### WRITTEN TASK
Reproduce only the part of the listing from the line with "Any boy — is" up to and including the line with "[0,74,108,341]", keeping every request. Adjust each bounding-box coordinate in the answers by -98.

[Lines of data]
# # #

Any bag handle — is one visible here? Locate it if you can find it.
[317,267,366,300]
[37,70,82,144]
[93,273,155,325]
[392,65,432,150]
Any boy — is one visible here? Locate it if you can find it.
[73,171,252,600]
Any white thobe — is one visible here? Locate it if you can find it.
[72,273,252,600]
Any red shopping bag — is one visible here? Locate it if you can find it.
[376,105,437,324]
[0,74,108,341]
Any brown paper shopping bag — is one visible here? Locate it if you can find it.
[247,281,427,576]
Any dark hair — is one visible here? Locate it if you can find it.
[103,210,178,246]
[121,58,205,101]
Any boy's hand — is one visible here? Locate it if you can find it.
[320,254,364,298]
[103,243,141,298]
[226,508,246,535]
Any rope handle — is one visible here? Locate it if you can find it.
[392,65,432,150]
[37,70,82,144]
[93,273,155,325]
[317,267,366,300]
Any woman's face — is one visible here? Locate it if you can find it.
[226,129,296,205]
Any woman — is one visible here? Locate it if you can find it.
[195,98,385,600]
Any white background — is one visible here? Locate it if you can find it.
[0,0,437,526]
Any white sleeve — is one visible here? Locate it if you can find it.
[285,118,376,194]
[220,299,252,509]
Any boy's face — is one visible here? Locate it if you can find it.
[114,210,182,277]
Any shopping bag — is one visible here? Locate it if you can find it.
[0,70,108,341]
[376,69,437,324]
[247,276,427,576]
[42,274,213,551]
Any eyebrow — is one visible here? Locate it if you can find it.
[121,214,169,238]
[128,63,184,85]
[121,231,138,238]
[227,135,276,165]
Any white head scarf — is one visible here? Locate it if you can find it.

# # #

### SOLUTION
Any boy — is one visible here? Locate it if you can find it.
[-25,73,154,502]
Any white thobe — is one visible here? Locate it if you can find it.
[-26,175,154,502]
Any red shopping bag — is one visible here? Locate it if you can find it.
[278,7,339,226]
[-98,-24,10,243]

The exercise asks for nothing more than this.